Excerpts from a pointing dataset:
------------------------------------
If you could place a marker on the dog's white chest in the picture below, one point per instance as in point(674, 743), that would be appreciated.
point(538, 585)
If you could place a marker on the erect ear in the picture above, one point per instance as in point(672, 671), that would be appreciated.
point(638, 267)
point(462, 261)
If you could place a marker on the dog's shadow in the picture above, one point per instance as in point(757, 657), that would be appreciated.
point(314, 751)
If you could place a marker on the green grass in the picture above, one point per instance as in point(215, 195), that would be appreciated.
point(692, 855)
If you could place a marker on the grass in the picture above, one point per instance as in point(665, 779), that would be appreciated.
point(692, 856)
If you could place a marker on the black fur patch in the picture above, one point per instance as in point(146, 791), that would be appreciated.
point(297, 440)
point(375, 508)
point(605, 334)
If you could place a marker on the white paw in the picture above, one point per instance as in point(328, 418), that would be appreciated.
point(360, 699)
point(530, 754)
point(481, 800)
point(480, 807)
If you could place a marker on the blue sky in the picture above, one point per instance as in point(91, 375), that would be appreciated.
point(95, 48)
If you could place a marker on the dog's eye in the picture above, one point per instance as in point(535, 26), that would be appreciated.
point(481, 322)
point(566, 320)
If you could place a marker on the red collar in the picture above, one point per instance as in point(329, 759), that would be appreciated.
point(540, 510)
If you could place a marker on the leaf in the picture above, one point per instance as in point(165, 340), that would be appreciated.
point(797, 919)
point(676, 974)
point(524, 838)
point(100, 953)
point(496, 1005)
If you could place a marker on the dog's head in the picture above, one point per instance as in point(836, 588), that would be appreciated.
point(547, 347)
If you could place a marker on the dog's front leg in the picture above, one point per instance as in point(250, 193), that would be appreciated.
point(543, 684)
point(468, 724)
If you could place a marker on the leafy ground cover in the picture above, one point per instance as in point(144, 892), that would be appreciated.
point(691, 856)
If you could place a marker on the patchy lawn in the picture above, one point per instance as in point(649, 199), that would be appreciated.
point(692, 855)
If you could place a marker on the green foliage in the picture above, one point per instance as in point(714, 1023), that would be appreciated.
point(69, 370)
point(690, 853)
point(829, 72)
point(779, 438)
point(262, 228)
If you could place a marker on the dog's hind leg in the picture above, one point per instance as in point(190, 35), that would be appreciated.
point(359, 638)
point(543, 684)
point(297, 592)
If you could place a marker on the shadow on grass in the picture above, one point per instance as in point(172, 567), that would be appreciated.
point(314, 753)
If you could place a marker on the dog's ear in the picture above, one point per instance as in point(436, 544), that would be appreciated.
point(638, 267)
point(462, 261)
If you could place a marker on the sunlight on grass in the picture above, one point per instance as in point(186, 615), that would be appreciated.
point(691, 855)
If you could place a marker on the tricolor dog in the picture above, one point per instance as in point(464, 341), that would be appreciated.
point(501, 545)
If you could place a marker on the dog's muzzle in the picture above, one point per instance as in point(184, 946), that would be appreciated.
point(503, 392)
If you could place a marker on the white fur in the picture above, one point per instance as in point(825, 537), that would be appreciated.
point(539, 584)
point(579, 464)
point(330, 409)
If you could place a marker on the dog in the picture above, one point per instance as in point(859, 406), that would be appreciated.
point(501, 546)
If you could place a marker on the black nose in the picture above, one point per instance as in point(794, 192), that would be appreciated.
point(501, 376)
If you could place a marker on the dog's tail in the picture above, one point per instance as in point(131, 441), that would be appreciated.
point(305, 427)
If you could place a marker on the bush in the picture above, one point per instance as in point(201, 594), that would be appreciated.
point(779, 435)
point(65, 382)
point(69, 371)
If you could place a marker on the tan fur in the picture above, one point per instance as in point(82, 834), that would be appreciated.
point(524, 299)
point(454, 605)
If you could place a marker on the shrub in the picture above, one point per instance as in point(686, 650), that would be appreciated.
------------------------------------
TASK - Render all of the items above as a Markdown table with the columns Index and Entry, one numbered row per line, with blank lines omitted.

SOLUTION TO THIS TASK -
| Index | Entry |
|---|---|
| 1 | If you could place a marker on the dog's white chest in the picture below, one point per instance as in point(674, 743), that would be appreciated. |
| 2 | point(538, 585) |
| 3 | If you could place a marker on the erect ear in the picture above, one point per instance as in point(672, 671), that would be appreciated. |
| 4 | point(638, 267) |
| 5 | point(462, 261) |
| 6 | If you could place a marker on the dog's shadow in the picture above, one point per instance as in point(757, 657), that would be appreciated. |
| 7 | point(314, 751) |
| 8 | If you could place a marker on the green grass in the picture above, one point per instance as in point(215, 195), that would be appreciated. |
| 9 | point(692, 855) |
| 10 | If you could place a marker on the grass in the picture above, one point per instance as in point(665, 779), that would be appreciated. |
| 11 | point(692, 856) |
| 12 | If you could place a marker on the black fur patch in the picture above, one point per instance as in point(146, 791), that would be appreciated. |
| 13 | point(297, 440) |
| 14 | point(375, 508) |
| 15 | point(605, 334) |
| 16 | If you could place a marker on the white paw in the picture above, one point per instance as in point(328, 418), that would be appreciated. |
| 17 | point(360, 699) |
| 18 | point(530, 754) |
| 19 | point(481, 800) |
| 20 | point(480, 807) |
| 21 | If you could place a marker on the blue sky in the picture above, one point per instance as in point(91, 375), that would be appreciated. |
| 22 | point(95, 48) |
| 23 | If you could place a marker on the dog's eye in the picture above, one point per instance as in point(535, 26), that would be appreciated. |
| 24 | point(481, 322) |
| 25 | point(566, 320) |
| 26 | If you could place a marker on the red collar in the picture above, one point per instance as in point(329, 759), that would be appreciated. |
| 27 | point(540, 510) |
| 28 | If you could place a marker on the leaf in the picture above, one point per instance as in point(165, 340), that would be appreciated. |
| 29 | point(797, 919) |
| 30 | point(676, 974) |
| 31 | point(524, 838) |
| 32 | point(100, 953) |
| 33 | point(496, 1005) |
| 34 | If you could place a marker on the dog's head in the picture above, one point per instance as in point(836, 588), that would be appreciated. |
| 35 | point(547, 347) |
| 36 | If you could place a marker on the dog's front leg in the picture above, one point per instance as in point(250, 193), that would be appreciated. |
| 37 | point(543, 684) |
| 38 | point(468, 724) |
| 39 | If you could place a marker on the leafy ground cover in the picture above, one point per instance as in point(144, 892), that would be appreciated. |
| 40 | point(691, 856) |
| 41 | If you could place a marker on the patchy lawn in the picture above, one point per instance as in point(649, 199), that would be appreciated. |
| 42 | point(692, 855) |
| 43 | If you could place a marker on the green foliage in the picture above, one point per instance as in point(714, 1023), that would be appreciated. |
| 44 | point(69, 370) |
| 45 | point(690, 853) |
| 46 | point(829, 72) |
| 47 | point(779, 438) |
| 48 | point(262, 228) |
| 49 | If you could place a marker on the dog's hind leg in the picture above, one point per instance as in point(190, 35), that would be appreciated. |
| 50 | point(359, 638) |
| 51 | point(543, 684) |
| 52 | point(297, 592) |
| 53 | If you could place a marker on the shadow on grass in the picture above, one point per instance as in point(172, 567), that would be appreciated. |
| 54 | point(314, 753) |
| 55 | If you could place a marker on the dog's ear in the picture above, one point per instance as in point(436, 544), that would be appreciated. |
| 56 | point(638, 267) |
| 57 | point(462, 261) |
| 58 | If you could place a marker on the sunlight on grass in the picture above, one point per instance as in point(186, 615), that would be appreciated. |
| 59 | point(691, 855) |
| 60 | If you could place a marker on the tricolor dog in the picture above, one point per instance as in point(464, 341), that would be appreciated. |
| 61 | point(501, 545) |
| 62 | If you could place a marker on the dog's muzzle in the picture above, one point per instance as in point(184, 946), that would be appreciated. |
| 63 | point(503, 392) |
| 64 | If you could place a marker on the white fur in the picture above, one point per instance as in point(825, 537), that would be appreciated. |
| 65 | point(539, 584) |
| 66 | point(579, 464) |
| 67 | point(330, 409) |
| 68 | If you could place a marker on the dog in the picture above, one point per instance as in point(859, 406), that would be appreciated. |
| 69 | point(501, 546) |
| 70 | If you could place a marker on the black nose in the picture above, one point per instance as in point(794, 192), that would be appreciated. |
| 71 | point(501, 376) |
| 72 | If you could place a marker on the dog's tail in the picture above, one point per instance as in point(131, 441), that would be appreciated. |
| 73 | point(305, 427) |
| 74 | If you could place a marker on the bush in the picture above, one point per instance as in point(201, 594), that would be appreciated. |
| 75 | point(779, 435) |
| 76 | point(65, 382) |
| 77 | point(69, 371) |
| 78 | If you could place a marker on the tan fur in the picture above, one point per instance as in point(82, 834), that would be appreciated. |
| 79 | point(524, 299) |
| 80 | point(454, 605) |
| 81 | If you could place a marker on the shrub in the picture above, one point per instance as in point(686, 650), that would be appreciated. |